Problem to solve:
Among the entries below, which lines include the string "every"? Show each one.

Information provided:

========

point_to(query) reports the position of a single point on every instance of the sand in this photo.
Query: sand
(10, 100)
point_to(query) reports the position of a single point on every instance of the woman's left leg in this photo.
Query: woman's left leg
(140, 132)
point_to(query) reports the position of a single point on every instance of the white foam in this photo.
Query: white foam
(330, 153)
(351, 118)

========

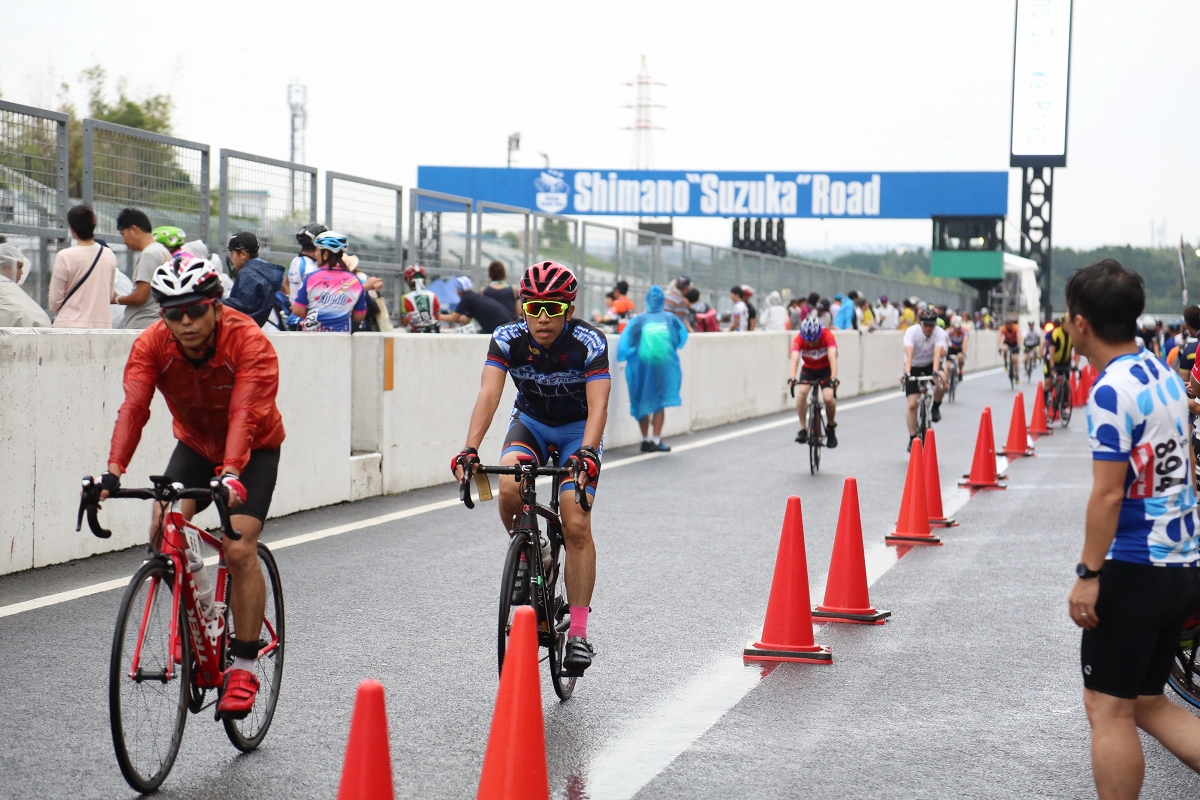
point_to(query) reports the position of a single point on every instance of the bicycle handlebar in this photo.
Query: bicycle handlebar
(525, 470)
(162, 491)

========

Answer space:
point_to(query) reports the position of a single point on every instance of the sand in this photo.
point_to(query) reports the position of a single point on every instance of the woman's left leg in this photo.
point_to(query) reports the position of a single point on every instance of the white foam in this photo.
point_to(query) reports the position of a single point on every instance of the bicycle handlebar in this photo.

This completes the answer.